Source text:
The first signs of trouble were in April 2007 when New Century Financial, one of the largest sub-prime lenders in the US, filed for Chapter 11 bankruptcy protection. In May Federal Reserve Chairman Ben Bernanke said the effect of troubles in the sub-prime market would be limited with no significant spill over to the rest of the economy or to the financial system. But in July Wall St investment bank Bear Sterns said that its two troubled hedge funds were virtually worthless following the busting of the real estate bubble and two days later, just two months after his previous statement, Bernanke warned that the crisis could cost up to $100bn. Of course it would be much more than that in its impact on the total economy. In August French investment bank BNP Paribas froze three funds because of the knock on effects of the subprime troubles. This swift action meant that BNP Paribas emerged largely unscathed from the long-term crisis and today is the fourth largest bank in the world as measured by total assets. German banks IKB and WestLB were also affected and the European Central Bank pumped €95bn into the credit markets to improve liquidity.

Listed records:
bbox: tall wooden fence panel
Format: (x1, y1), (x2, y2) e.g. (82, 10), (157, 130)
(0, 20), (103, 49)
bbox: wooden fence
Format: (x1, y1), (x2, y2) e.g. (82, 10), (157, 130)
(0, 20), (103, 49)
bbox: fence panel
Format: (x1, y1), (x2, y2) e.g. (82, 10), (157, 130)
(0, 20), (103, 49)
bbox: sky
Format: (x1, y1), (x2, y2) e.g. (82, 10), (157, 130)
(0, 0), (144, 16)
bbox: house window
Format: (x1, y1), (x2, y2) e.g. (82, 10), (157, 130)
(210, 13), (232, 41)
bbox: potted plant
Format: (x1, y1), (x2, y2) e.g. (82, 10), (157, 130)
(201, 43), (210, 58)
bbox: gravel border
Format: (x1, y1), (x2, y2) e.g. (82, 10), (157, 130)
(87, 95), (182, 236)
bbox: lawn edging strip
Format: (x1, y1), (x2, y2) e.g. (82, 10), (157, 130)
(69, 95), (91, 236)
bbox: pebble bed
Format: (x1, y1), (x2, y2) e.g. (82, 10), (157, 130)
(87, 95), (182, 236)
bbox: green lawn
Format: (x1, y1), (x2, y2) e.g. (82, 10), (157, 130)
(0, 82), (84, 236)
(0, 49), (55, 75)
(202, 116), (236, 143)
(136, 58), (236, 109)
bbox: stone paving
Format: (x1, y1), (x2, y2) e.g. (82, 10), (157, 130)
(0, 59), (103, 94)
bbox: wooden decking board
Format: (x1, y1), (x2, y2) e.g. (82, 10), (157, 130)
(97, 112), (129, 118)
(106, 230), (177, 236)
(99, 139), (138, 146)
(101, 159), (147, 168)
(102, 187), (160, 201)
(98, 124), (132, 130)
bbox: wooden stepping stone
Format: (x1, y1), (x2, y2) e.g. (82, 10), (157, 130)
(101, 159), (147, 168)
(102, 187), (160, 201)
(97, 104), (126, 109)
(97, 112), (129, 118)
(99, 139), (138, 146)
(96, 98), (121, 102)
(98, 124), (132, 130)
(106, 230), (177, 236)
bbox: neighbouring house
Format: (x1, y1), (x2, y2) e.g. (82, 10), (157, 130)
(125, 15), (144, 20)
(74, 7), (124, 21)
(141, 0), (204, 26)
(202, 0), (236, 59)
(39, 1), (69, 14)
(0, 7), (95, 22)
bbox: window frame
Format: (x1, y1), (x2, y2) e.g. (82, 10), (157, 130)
--
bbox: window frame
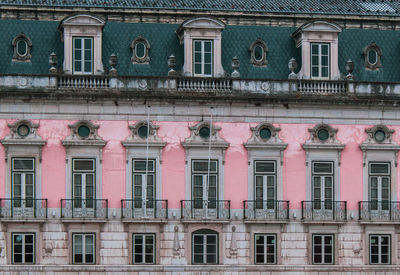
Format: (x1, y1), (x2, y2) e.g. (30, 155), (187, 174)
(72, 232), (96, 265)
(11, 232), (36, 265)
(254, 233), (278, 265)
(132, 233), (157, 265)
--
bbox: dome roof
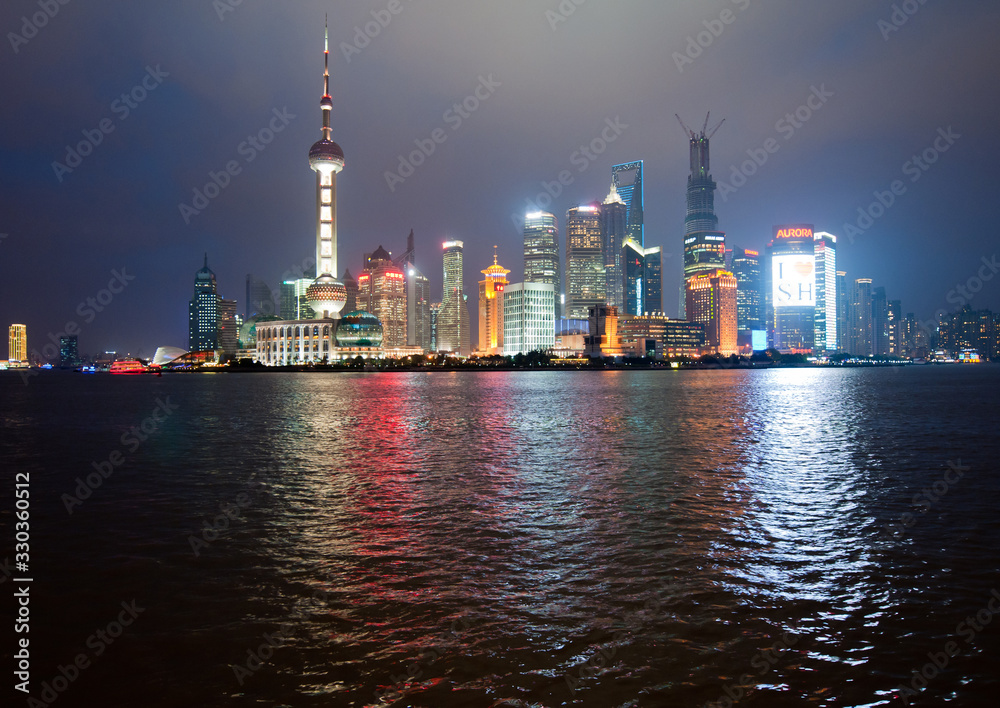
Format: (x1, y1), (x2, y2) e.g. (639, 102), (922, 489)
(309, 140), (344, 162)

Task requirements:
- 1) In the passage on the 2007 subprime crisis, which French investment bank froze three funds in August?
- 2) Write the next part of the passage on the 2007 subprime crisis, picking up after its final sentence.

Answers per task:
- 1) BNP Paribas

- 2)
Around this time it subsequently emerged that the Financial Services Authority (FSA) disclosed concerns about Northern Rock to the Treasury and the Bank of England but it was another month before Northern Rock issued a statement on market conditions and trading and depositors queued to withdraw their savings from branches around the country, the first bank run in the UK since the nineteenth century. The money markets had dried up as banks, concerned about each other’s credit worthiness, were reluctant to lend to each other. Northern Rock had long played a foolish game of borrowing short on the money markets and lending long to mortgage holders, sometimes as much as 125% of the value of the property. Such a policy should have been obvious to the regulator but no restraint was shown.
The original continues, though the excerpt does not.